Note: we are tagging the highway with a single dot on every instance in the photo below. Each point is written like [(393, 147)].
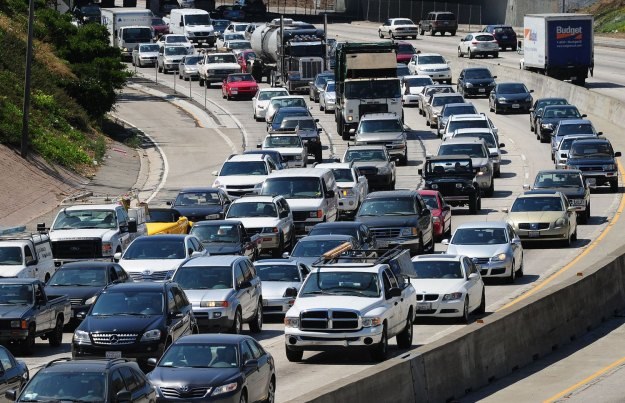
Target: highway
[(194, 146)]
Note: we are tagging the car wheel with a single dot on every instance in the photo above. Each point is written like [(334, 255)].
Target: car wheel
[(404, 339), (379, 352), (256, 325)]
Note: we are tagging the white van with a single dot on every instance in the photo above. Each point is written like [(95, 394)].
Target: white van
[(312, 194), (194, 23)]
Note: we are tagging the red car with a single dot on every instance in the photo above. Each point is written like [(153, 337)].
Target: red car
[(243, 57), (441, 212), (405, 50), (239, 85)]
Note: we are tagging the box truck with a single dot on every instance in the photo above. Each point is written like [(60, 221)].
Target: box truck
[(559, 45)]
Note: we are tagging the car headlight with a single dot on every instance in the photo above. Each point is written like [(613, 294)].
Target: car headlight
[(81, 337), (291, 322), (408, 231), (151, 335), (371, 322), (231, 387), (452, 297)]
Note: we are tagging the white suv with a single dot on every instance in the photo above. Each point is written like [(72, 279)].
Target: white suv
[(269, 216), (243, 174)]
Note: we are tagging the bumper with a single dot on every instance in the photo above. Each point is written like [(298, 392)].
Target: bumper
[(299, 340)]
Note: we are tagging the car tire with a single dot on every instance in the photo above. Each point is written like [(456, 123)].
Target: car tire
[(379, 352), (256, 325), (293, 355), (404, 339)]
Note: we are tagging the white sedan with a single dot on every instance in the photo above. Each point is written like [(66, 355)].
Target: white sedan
[(397, 28), (261, 100), (448, 286)]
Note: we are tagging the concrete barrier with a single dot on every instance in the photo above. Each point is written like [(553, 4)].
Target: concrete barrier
[(482, 352)]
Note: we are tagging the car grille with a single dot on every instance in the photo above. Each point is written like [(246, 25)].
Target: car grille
[(89, 248), (427, 297), (380, 233), (329, 320), (534, 226), (114, 339), (188, 393)]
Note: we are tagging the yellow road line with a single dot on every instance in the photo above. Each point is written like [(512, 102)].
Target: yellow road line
[(587, 250), (585, 381)]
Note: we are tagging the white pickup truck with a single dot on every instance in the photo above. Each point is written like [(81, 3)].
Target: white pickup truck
[(350, 303)]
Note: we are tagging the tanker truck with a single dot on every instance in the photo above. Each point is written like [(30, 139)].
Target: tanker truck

......

INSTRUCTIONS TO FOLLOW: Reproduce all of the entries above line for line, omitting the pictures.

IN RESPONSE:
Note: we are tagging the highway with a single dot on every instance in the photo below. Each point is written like [(393, 147)].
Target: highway
[(194, 146)]
Note: we are tagging the car wheel with a single dot on every instance in the photo above. Each point is written like [(334, 255)].
Target: car wheel
[(404, 339), (379, 352), (256, 325)]
Note: we are tagging the white van with a single dot on every instance in the photo above. Each point is written like [(95, 394)].
Target: white van
[(312, 194), (194, 23)]
Note: we are tagging the red car with a single dot on every instance in the photo above. Each point is written like [(153, 337)].
Target: red car
[(243, 57), (441, 212), (405, 50), (239, 85)]
Note: we are tagging the box truck with a single dot on every instance in the photo above. Each point is written like [(60, 221)].
Target: box truck
[(559, 45)]
Note: we are tagging the car headlight with a single dot on every instance in the photo above. Each point is written like [(613, 294)].
Target: car headlight
[(81, 337), (291, 322), (408, 231), (151, 335), (371, 322), (231, 387), (452, 297)]
Note: we are tagging the white suv with a single dot on every instance in the photo above. Each point is written like [(72, 279)].
Target: white suv
[(269, 216), (243, 174)]
Note: we are tagging the bumper with a single dot on every instance in the photo above. Each point is written like [(298, 392)].
Target: bumper
[(299, 340)]
Note: we are tagging the car tire with a single dot on every instance in the photo above. Each point is written like [(456, 123)].
Target: car tire
[(379, 352), (256, 325), (293, 355), (404, 339)]
Note: we are tagging the white sedan with a single dot on every instance in the photo above. Each point is written like [(66, 355)].
Target: white sedan
[(397, 28), (261, 100), (448, 286)]
Note: we are tagging the concrete barrier with a single dot on every instance in the photo above. Each point is written like [(553, 4)].
Target: concrete barrier
[(482, 352)]
Note: we are tagging the car grille with a single dot on every instance in the photo above. Each point is written like [(246, 25)].
Target: car grille
[(89, 248), (427, 297), (380, 233), (329, 320), (534, 226), (114, 339), (188, 393)]
Note: we are tagging the yellow road line with a single dot on every instance in the photo above. Each point is written like [(512, 102)].
Target: yellow road line
[(587, 250), (585, 381)]
Note: we are tagging the white pickup truck with a single dot on every instance in the photo above. Each point is written like [(81, 3)].
Target: white pickup truck
[(350, 303)]
Note: we are tagging the tanker truck with a single dot on every instance in the photo above. Each point is written like [(30, 139)].
Target: tanker truck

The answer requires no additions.